◆ INPUT DATA

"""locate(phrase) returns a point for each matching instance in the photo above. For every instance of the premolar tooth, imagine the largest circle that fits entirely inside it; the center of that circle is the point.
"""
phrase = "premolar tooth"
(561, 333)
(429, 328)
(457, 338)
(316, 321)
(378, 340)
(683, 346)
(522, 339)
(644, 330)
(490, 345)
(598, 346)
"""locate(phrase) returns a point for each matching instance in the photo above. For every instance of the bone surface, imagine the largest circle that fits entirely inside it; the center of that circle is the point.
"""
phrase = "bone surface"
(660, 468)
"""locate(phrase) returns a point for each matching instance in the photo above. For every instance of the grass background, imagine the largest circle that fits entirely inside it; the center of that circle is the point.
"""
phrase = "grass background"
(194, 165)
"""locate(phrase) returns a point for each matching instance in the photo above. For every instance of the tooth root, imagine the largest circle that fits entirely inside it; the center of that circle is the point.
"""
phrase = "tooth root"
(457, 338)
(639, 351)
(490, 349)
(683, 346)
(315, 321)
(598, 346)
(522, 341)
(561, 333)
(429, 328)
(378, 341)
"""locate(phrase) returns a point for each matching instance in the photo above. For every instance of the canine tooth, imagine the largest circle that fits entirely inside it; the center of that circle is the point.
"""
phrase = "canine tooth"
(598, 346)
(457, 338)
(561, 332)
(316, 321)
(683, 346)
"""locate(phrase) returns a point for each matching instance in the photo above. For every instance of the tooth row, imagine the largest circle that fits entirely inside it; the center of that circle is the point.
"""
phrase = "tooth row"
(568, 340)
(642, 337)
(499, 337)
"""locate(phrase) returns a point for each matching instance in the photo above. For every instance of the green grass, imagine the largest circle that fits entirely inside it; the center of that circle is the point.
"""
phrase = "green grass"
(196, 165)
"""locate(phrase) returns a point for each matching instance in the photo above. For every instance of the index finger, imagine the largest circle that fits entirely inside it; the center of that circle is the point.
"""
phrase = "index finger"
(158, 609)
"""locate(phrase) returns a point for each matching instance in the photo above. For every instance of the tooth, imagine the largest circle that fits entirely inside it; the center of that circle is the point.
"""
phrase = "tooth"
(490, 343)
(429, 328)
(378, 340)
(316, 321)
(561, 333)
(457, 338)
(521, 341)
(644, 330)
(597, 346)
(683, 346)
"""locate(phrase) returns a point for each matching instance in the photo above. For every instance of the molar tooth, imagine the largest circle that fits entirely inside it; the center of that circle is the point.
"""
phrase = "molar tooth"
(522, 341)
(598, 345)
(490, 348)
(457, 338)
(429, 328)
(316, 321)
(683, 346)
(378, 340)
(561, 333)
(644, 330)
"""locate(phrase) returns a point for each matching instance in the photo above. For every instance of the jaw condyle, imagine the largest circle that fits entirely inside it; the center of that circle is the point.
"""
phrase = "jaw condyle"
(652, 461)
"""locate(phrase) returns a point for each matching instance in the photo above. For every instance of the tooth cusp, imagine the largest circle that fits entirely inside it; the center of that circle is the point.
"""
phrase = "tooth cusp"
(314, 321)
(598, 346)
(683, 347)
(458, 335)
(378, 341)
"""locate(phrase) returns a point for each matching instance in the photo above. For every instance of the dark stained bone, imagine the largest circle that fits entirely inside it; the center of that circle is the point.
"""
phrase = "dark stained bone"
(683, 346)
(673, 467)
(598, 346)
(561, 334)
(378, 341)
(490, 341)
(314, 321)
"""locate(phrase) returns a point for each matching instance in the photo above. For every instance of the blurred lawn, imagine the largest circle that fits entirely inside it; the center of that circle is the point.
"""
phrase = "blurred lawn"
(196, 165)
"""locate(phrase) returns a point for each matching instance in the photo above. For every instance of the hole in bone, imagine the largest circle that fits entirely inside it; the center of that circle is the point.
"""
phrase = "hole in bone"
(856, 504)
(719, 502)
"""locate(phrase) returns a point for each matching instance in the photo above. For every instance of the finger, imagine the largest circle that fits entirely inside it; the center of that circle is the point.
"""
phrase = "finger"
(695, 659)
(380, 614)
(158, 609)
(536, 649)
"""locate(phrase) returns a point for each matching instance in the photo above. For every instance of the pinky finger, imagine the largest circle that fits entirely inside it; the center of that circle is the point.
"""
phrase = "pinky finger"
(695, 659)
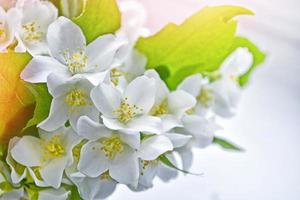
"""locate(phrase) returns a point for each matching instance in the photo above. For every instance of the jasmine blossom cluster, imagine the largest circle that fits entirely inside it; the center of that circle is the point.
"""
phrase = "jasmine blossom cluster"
(111, 120)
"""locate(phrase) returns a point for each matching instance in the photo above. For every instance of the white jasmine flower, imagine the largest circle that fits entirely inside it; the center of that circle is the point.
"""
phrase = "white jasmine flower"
(71, 99)
(227, 90)
(48, 155)
(128, 110)
(94, 188)
(220, 96)
(50, 194)
(169, 106)
(108, 151)
(18, 171)
(71, 56)
(9, 21)
(36, 18)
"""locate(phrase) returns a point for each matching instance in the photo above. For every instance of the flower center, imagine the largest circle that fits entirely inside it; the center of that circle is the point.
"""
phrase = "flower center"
(146, 163)
(160, 109)
(54, 147)
(205, 97)
(76, 98)
(76, 61)
(126, 111)
(112, 146)
(37, 172)
(115, 74)
(31, 32)
(105, 176)
(2, 32)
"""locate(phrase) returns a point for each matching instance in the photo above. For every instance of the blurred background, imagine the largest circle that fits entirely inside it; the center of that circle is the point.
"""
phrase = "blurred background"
(267, 124)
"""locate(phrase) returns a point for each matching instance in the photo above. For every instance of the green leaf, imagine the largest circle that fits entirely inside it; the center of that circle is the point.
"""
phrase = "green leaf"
(32, 193)
(226, 144)
(164, 159)
(74, 194)
(200, 44)
(99, 17)
(258, 56)
(43, 102)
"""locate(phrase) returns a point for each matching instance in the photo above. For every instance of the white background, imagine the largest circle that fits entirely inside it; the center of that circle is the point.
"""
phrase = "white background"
(268, 122)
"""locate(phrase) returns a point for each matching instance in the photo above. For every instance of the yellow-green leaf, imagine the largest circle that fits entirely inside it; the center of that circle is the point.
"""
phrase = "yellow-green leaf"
(199, 44)
(99, 17)
(16, 102)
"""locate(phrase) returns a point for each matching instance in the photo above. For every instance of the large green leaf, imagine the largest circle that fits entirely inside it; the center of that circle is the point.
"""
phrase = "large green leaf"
(226, 144)
(16, 102)
(43, 101)
(99, 17)
(200, 44)
(258, 56)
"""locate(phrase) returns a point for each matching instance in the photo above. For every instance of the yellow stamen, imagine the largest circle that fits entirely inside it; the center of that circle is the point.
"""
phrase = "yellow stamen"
(2, 32)
(31, 32)
(112, 146)
(105, 176)
(37, 172)
(160, 109)
(126, 111)
(54, 147)
(205, 97)
(76, 61)
(77, 98)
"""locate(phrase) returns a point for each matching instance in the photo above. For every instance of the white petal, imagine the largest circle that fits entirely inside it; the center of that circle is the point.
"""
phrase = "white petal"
(146, 123)
(178, 140)
(57, 116)
(106, 98)
(148, 174)
(154, 146)
(95, 188)
(141, 92)
(132, 138)
(52, 172)
(90, 129)
(54, 81)
(166, 173)
(50, 194)
(192, 84)
(113, 124)
(101, 52)
(40, 67)
(169, 122)
(180, 101)
(93, 161)
(125, 167)
(64, 35)
(28, 151)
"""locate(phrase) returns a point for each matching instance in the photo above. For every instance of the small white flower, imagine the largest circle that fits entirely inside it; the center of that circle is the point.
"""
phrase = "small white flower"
(71, 99)
(9, 22)
(128, 110)
(47, 156)
(71, 56)
(94, 188)
(108, 151)
(169, 106)
(222, 95)
(36, 18)
(51, 194)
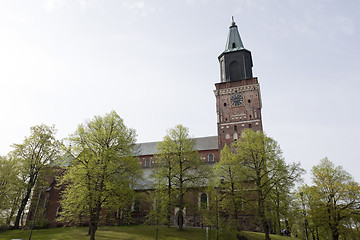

◆ INSTRUCTION
Pull out each line of the entries above that contains the string "cusp", with case taken into account.

◆ RESULT OF THIS TASK
"""locate(phrase) returns a point for each matching instance in the photo above. For every instance of the tooth cusp, imagine the largest circle that fits entirely inside it; the center of that circle is the point.
phrase = "tooth cusp"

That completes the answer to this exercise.